▶ _Work to complete_
[1] From the write-up on fat and sugar in fast food, copy the passage starting with "From the graph, there" and going on through "relationships independently.".
[2] In the write-up on fat and sugar in fast food, which menus make up most of the third group?
[3] Continue the write-up on fat and sugar in fast food from where it stops.

▶ _Passage to read_

......

One counterintuitive relation from the correlation matrix is that
while sodium is strongly positively related with
total fat, sugar is weakly negatively related.
Personally, I have assumed that higher amount of sugar would also lead
to higher fat. Let’s take a closer look at the relation between
Total Fat and Sugar.
fastfood %>%
ggplot(aes(x=Sugar_g, y=Total_Fat_g)) +
geom_jitter(width = 0.5, size = 1) +
geom_smooth(method = "lm", se =F, col="red") +
labs(title = "Total Fat (g) vs. Sugar (g)")
From the graph, there seems to be 3 relationships going on. One group
of data has the relationship that Total Fat increases
regardless of Sugar. The second group of data has the
relationship as Sugar increases, Total Fat
also increases. The third group has the relationship where
Total Fat doesn’t change as Sugar increases.
After taking a look at the data, I realize the third group comes mainly
from menus that are marked as nonfat and the first group comes from high
fat menus, such as pizza or fried chickens. The correlation is dominated
by the number of 3rd group, which leads to the negative relationship we
saw earlier. To see a better relationship, let’s draw the 3
relationships independently.
df <- fastfood %>%
select(Total_Fat_g, Sugar_g) %>%
mutate(Group = case_when(Sugar_g<15 ~ 1,
Total_Fat_g<3 ~ 2,
TRUE ~ 3)) %>%
mutate(Group = factor(Group))

......

▶ _Rows_
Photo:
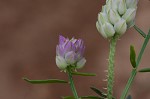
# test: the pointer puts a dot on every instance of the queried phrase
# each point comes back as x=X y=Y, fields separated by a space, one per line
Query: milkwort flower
x=70 y=53
x=116 y=17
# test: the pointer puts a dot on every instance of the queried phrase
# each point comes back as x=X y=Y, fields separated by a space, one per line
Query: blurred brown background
x=29 y=31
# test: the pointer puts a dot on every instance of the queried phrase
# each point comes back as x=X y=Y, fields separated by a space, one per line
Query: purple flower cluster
x=70 y=53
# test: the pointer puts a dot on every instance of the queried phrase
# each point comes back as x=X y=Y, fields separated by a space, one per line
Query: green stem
x=113 y=42
x=134 y=71
x=72 y=84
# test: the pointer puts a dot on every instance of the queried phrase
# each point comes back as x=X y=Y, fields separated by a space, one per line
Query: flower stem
x=134 y=71
x=72 y=84
x=113 y=42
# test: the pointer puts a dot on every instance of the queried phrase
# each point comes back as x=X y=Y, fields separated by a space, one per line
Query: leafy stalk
x=72 y=83
x=113 y=42
x=134 y=70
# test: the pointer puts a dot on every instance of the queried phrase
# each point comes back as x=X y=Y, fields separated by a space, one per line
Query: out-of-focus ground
x=29 y=31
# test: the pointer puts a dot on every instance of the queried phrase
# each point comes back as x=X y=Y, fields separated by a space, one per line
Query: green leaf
x=132 y=56
x=68 y=97
x=83 y=74
x=145 y=70
x=91 y=97
x=140 y=31
x=100 y=93
x=45 y=81
x=129 y=97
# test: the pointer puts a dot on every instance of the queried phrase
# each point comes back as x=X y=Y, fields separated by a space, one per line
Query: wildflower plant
x=113 y=21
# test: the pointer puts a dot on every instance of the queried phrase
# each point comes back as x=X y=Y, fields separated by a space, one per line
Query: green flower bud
x=102 y=17
x=100 y=29
x=129 y=15
x=131 y=3
x=108 y=29
x=120 y=27
x=122 y=7
x=113 y=16
x=116 y=17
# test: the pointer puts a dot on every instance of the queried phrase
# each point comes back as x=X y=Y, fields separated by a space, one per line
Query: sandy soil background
x=29 y=31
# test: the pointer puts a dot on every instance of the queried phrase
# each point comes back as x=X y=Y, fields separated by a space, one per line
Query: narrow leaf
x=100 y=93
x=91 y=97
x=140 y=31
x=129 y=97
x=83 y=74
x=45 y=81
x=145 y=70
x=132 y=56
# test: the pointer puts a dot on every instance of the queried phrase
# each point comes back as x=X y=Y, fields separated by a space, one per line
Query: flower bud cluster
x=70 y=53
x=116 y=17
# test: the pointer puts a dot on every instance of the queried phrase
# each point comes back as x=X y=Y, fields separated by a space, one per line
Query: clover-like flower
x=116 y=17
x=70 y=53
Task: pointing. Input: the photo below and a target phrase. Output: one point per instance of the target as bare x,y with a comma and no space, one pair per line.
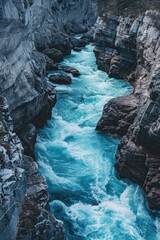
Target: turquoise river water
78,162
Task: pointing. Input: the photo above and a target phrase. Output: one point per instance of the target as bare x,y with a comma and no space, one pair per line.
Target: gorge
92,202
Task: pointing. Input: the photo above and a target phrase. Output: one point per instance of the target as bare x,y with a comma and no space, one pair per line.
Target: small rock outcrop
71,70
60,79
24,209
130,49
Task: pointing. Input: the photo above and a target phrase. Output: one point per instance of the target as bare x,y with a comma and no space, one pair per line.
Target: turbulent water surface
78,162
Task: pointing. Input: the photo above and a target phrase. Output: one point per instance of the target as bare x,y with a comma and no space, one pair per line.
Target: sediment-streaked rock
136,41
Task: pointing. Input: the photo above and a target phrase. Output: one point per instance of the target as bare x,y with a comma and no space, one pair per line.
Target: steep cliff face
26,29
22,190
25,25
137,115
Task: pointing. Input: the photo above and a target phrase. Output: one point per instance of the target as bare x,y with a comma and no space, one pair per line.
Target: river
78,162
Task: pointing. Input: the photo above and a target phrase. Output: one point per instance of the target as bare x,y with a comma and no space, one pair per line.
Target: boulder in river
71,70
60,79
77,49
54,54
51,66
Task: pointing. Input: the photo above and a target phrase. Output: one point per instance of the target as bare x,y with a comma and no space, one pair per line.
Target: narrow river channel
78,162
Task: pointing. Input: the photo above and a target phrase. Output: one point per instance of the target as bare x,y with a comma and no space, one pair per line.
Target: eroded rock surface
130,49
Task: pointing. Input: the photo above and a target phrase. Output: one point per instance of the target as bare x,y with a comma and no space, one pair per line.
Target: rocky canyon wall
129,48
26,29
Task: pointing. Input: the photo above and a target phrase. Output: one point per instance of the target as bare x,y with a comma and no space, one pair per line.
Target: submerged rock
60,79
71,70
118,115
54,54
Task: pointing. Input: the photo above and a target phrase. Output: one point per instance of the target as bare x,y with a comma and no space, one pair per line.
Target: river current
78,162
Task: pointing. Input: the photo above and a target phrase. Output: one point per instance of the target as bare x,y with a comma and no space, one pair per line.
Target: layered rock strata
130,49
29,31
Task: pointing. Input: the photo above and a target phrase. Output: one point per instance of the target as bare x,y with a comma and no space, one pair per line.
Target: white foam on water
78,162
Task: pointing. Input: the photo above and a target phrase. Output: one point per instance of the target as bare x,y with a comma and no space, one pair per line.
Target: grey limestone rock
135,44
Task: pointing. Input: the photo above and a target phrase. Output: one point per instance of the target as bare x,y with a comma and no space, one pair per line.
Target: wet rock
54,54
40,119
36,221
28,138
77,49
52,67
71,70
60,79
115,45
118,115
78,42
138,153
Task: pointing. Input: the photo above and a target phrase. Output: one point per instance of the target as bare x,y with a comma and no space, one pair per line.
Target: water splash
78,162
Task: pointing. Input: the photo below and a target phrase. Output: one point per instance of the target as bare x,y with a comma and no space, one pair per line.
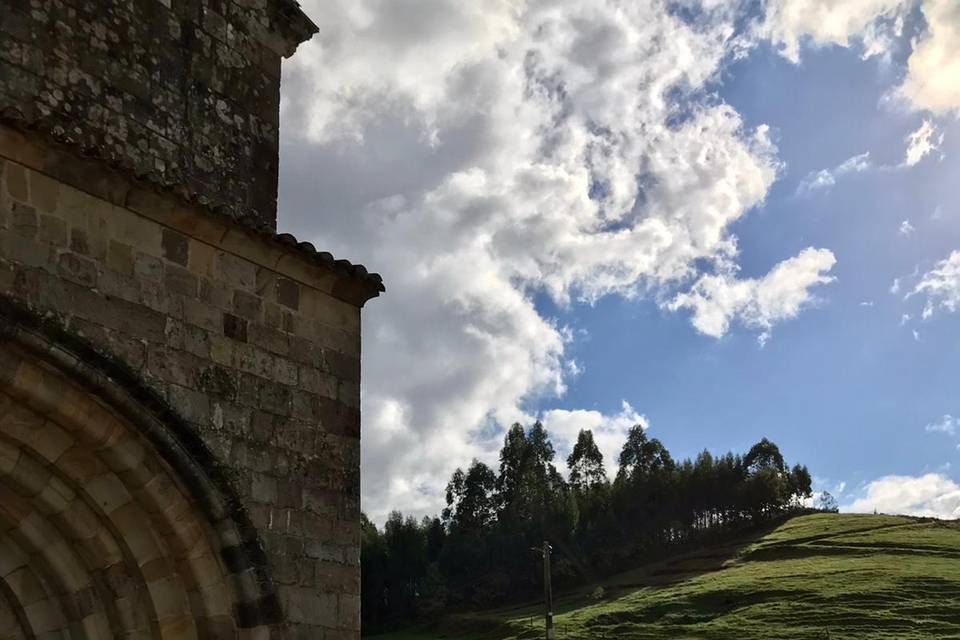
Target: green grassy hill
814,577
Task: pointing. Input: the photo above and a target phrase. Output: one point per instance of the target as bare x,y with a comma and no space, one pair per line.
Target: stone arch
115,519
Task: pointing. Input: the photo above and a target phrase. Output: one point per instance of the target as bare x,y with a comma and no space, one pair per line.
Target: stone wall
253,344
182,92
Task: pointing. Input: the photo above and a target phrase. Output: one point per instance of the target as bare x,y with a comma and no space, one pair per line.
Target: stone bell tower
179,383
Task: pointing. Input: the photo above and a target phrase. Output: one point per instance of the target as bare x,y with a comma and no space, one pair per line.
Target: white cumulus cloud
940,287
478,154
825,178
934,66
873,23
922,142
609,431
946,424
716,300
876,26
930,495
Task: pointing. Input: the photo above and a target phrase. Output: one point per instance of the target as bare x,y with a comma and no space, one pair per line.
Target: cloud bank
931,495
481,154
876,26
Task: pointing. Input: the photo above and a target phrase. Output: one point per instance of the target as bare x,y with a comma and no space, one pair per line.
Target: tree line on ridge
478,551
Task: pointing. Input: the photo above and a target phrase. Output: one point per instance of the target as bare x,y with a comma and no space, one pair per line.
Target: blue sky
689,215
846,389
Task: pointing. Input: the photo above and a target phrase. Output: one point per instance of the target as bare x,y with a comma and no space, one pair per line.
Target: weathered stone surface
182,92
262,364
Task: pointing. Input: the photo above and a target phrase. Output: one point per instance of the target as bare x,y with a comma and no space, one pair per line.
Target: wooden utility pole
547,592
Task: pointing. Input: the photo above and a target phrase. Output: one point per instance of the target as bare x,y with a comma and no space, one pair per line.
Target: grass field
816,577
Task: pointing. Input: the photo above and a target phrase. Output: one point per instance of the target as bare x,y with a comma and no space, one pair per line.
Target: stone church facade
179,383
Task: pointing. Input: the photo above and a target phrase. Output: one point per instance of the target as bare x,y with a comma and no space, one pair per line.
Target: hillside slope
815,577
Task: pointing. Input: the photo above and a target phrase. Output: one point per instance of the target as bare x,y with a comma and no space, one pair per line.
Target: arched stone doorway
111,524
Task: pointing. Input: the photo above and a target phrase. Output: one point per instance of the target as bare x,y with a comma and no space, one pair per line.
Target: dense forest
479,550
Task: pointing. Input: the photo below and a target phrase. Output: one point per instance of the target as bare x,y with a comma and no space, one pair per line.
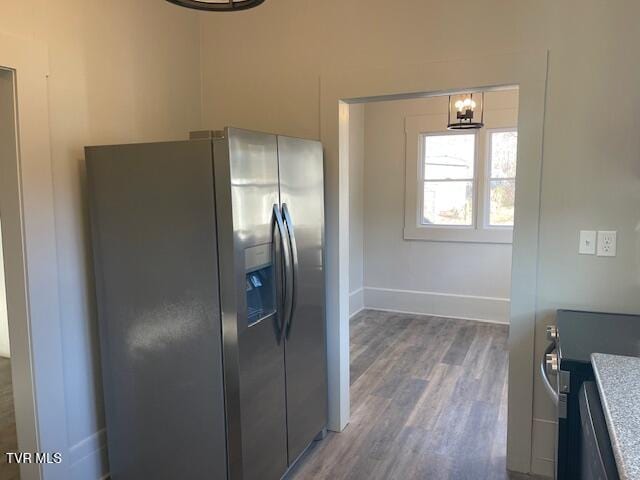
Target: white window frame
416,129
486,210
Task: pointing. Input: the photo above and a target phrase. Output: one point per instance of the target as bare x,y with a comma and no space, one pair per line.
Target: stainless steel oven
566,365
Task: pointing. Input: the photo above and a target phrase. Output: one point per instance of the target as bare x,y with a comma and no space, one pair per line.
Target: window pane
448,203
504,153
449,156
502,200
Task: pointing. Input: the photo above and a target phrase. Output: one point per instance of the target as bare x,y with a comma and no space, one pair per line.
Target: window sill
459,234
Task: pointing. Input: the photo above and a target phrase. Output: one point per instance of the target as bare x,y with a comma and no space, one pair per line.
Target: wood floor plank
429,401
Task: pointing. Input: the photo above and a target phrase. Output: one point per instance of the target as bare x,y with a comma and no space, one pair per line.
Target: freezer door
156,271
302,197
246,172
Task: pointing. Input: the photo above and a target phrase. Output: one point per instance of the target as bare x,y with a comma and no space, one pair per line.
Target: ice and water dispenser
260,283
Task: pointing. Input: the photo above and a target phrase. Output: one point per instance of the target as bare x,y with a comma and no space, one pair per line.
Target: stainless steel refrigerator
208,260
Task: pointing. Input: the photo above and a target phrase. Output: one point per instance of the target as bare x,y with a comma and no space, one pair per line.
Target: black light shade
218,5
465,113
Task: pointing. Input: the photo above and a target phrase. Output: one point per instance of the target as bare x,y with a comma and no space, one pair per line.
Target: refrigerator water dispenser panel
260,283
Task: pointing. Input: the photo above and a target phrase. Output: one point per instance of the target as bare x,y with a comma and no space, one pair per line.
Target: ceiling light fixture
218,5
465,111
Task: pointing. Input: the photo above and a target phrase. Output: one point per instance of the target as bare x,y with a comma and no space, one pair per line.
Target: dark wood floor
428,401
8,442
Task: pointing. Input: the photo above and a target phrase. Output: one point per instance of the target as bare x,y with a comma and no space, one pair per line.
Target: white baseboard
88,458
356,302
485,309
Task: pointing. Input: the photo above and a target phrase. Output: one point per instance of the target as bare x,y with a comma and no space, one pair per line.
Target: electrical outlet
587,242
607,243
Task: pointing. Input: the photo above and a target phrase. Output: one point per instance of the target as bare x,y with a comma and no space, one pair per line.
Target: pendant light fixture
218,5
465,111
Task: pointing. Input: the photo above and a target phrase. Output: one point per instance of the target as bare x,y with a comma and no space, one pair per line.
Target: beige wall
4,321
270,79
120,71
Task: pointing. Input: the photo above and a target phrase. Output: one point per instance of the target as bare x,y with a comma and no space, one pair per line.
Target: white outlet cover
607,243
587,242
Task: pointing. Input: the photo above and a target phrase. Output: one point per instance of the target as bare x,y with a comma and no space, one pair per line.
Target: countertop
618,381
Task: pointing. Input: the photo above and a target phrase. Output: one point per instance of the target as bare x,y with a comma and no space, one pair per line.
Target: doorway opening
8,431
431,218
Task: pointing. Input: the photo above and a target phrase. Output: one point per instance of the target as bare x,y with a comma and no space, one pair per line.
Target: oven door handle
545,376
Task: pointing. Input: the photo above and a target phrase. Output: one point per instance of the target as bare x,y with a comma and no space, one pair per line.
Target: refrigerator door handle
281,300
553,394
294,270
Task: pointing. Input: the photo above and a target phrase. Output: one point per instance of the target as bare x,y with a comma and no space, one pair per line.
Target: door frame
528,71
31,269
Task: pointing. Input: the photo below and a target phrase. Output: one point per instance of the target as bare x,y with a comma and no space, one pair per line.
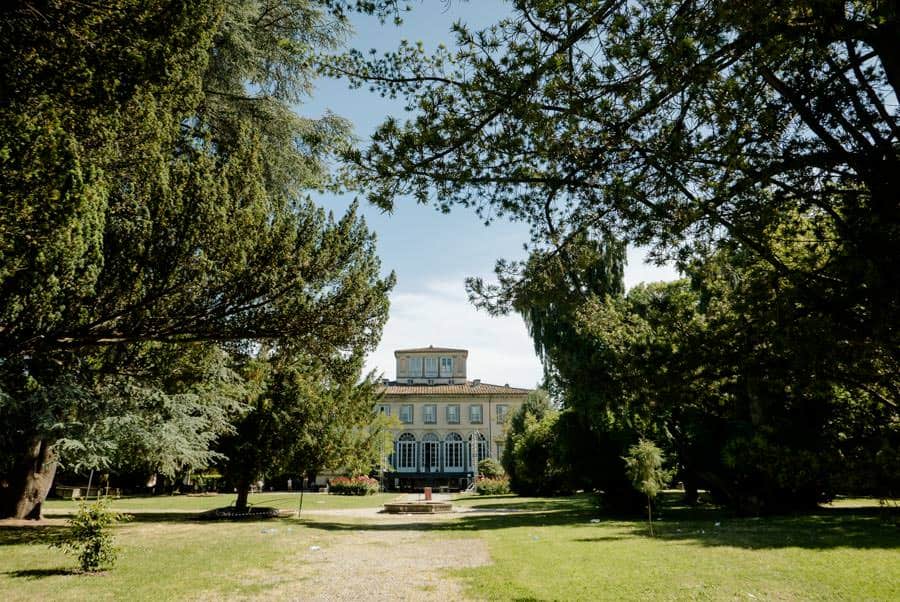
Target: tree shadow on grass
825,528
43,534
40,573
822,529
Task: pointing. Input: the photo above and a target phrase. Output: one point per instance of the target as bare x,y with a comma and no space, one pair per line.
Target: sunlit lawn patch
540,548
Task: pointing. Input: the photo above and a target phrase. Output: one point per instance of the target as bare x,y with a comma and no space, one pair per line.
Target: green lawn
845,553
540,549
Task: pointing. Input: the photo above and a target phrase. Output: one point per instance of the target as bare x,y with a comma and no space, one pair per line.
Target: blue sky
432,253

......

▶ _The results_
[1]
From the graph, there seems to be 3 relationships going on. One group
of data has the relationship that Total Fat increases
regardless of Sugar. The second group of data has the
relationship as Sugar increases, Total Fat
also increases. The third group has the relationship where
Total Fat doesn’t change as Sugar increases.
After taking a look at the data, I realize the third group comes mainly
from menus that are marked as nonfat and the first group comes from high
fat menus, such as pizza or fried chickens. The correlation is dominated
by the number of 3rd group, which leads to the negative relationship we
saw earlier. To see a better relationship, let’s draw the 3
relationships independently.

[2] Menus marked as nonfat.

[3]
df %>%
ggplot(aes(x=Sugar_g, y=Total_Fat_g, color=Group)) +
geom_point(alpha=0.6) +
labs(title = "Total Fat (g) vs. Sugar (g)") +
geom_smooth(method = "lm", se =F, alpha=0.6) +
scale_color_manual(values=c("#69b3a2","deepskyblue","grey"),
labels=c("High Fat Low Calories",
"Low Fat High Sugar",
"Other"))
Now that having a better idea of how our data looks like we can finally build and train our models!
First thing to do is to split our data into training and testing set. On the training data, we should also create folds for cross validation to deal with the imbalanced dataset. Also, remember to set the seed so that other people can reproduce our results! We also verify at the end that the training and testing data are split properly according to the 0.7 proportion we specified.
set.seed(1105)
fastfood_split <- initial_split(fastfood, prop = 0.7, strata = Company)
fastfood_train <- training(fastfood_split)
fastfood_test <- testing(fastfood_split)
fastfood_folds <- vfold_cv(fastfood_train, v = 7, strata=Company)
c(nrow(fastfood_train)/nrow(fastfood), nrow(fastfood_test)/nrow(fastfood))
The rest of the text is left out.